Work to complete:
**A)** Answer these about the article on the FBI fact sheet:
(i) On what date did FP report that the fact sheets declared national security the FBI's primary function?
(ii) What is the name of the FBI spokesman quoted in the article?
(iii) Where did James Comey give the talk in which he addressed the edited fact sheet?
**B)** From the article on the FBI fact sheet, return verbatim the part that opens with the words containing "The Federal Bureau" and closes with "of the article.".

Supplied passage:
- By John HudsonJohn Hudson is a senior reporter at Foreign Policy, where he covers diplomacy and national security issues in Washington. He has reported from several geopolitical hotspots, including Ukraine, Pakistan, Malaysia, China, and Georgia. Prior to joining FP, John covered politics and global affairs for the Atlantic magazine’s news blog, the Atlantic Wire. In 2008, he covered the August war between Russia and Georgia from Tbilisi and the breakaway region of Abkhazia. He has appeared on CNN, MSNBC, BBC, C-SPAN, Fox News radio, Al Jazeera, and other broadcast outlets. He has been with the magazine since 2013.
The Federal Bureau of Investigation has decided to revise a controversial fact sheet that declared its primary mission to be “national security,” following criticism that the agency seemed to be moving away from its longstanding role as the nation’s preeminent law enforcement agency.
The change emphasizes that stopping terrorism and battling more conventional domestic criminal activity are both “primary functions” of the FBI. The lightning-fast revision should dispel any notion that large bureaucratic organizations can only operate at a snail’s pace: The fact sheet was updated less than 48 hours after a report on it in Foreign Policy went viral last week. An FBI official confirmed that the change was a direct result of the article.
“It’s most accurate to say our primary functions are law enforcement and national security and that’s probably what it should’ve said all along,” FBI spokesman Paul Bresson told FP. “We’ve always been both.”
The changes come after FP reported Jan. 5 that that FBI fact sheets declared “the primary function of the FBI is national security.”
Two days later, on Jan. 7, the language changed to “the primary functions of the FBI are national security and law enforcement.”
“That has to be some kind of a record,” said Kel McClanahan, a Washington-based attorney who alerted FP to the original fact sheet revisions. “Doing this so quickly and so obviously cover your ass-y seems beneath them.”
For some critics of the U.S. national security state, the FBI’s creeping advance into counterterrorism since the 9/11 attacks has come at the cost of investigating other illegal activities such as mortgage fraud, financial fraud, violent crime, and bank robberies. Those critics seized on last week’s report as evidence of the FBI’s further drift toward counterterrorism.
“If the FBI’s primary mission is ‘national security,’ what’s the Department of Homeland Security’s mission?” asked the Government Accountability Project’s Jesselyn Radack.
Others accused the agency of rebranding itself in order to extract more funding from Congress. “How many terror plots are there in this country? Not that many, but that’s where the big bucks are,” said Cenk Uygur, host of The Young Turks webcast. The article was also picked up by the Drudge Report and the massive link-sharing site Reddit.
Bresson said critics were wrongly confusing a small change on a fact sheet with a substantive change in priorities.
“You’re talking about a fact sheet, not a change in policy,” he said. “The FBI’s mission today, and throughout the course of our history, has been law enforcement and national security.”
This may not be the final word on the issue. The fact sheets accompany every response the agency gives to Freedom of Information Act requests. The latest change was discovered by FOIA expert Shawn Musgrave who has already filed a public records request for the internal memos related to the fact sheet revisions. We’ll keep you posted.
Update: FBI Director James Comey addressed the issue of the edited fact sheet during a talk he gave at an FBI field office in Birmingham, Alabama. “Someone eight levels down from me changed a form and as soon as I found out about it, I changed it back,” he said. “Now it says what we are: A national security and law-enforcement agency.”

Provided data:

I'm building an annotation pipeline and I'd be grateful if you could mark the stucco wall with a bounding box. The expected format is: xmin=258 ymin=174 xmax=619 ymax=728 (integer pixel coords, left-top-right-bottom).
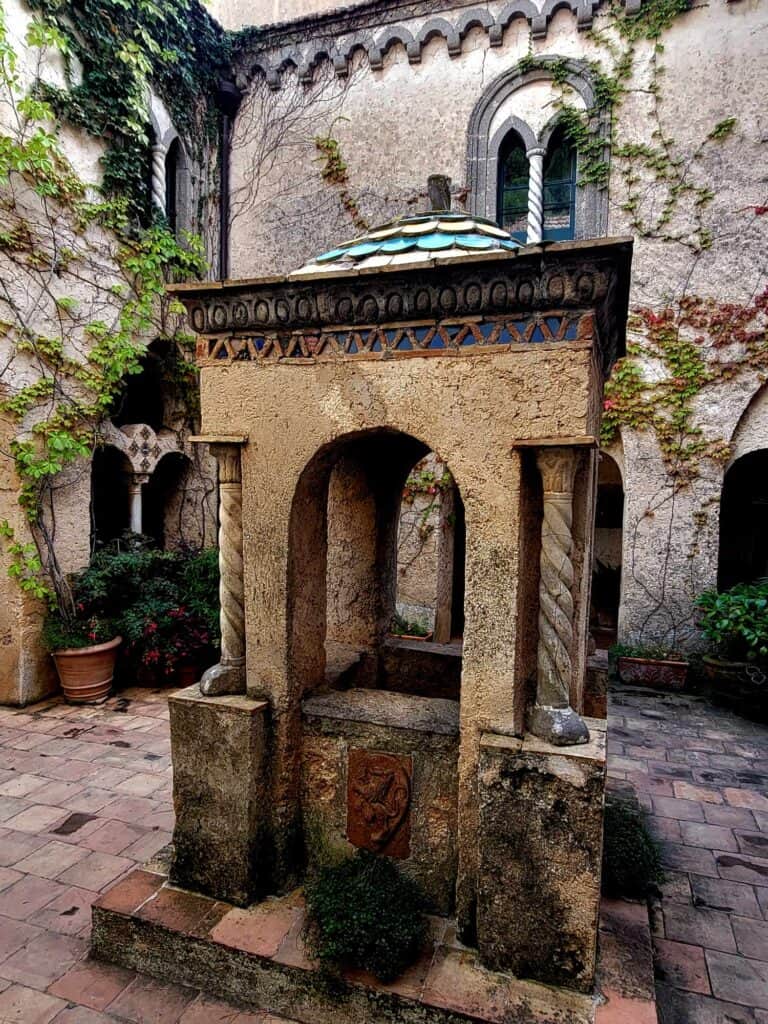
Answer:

Solutions to the exercise:
**A)**
(i) Jan. 5
(ii) Paul Bresson
(iii) At an FBI field office in Birmingham, Alabama

**B)**
The Federal Bureau of Investigation has decided to revise a controversial fact sheet that declared its primary mission to be “national security,” following criticism that the agency seemed to be moving away from its longstanding role as the nation’s preeminent law enforcement agency.
The change emphasizes that stopping terrorism and battling more conventional domestic criminal activity are both “primary functions” of the FBI. The lightning-fast revision should dispel any notion that large bureaucratic organizations can only operate at a snail’s pace: The fact sheet was updated less than 48 hours after a report on it in Foreign Policy went viral last week. An FBI official confirmed that the change was a direct result of the article.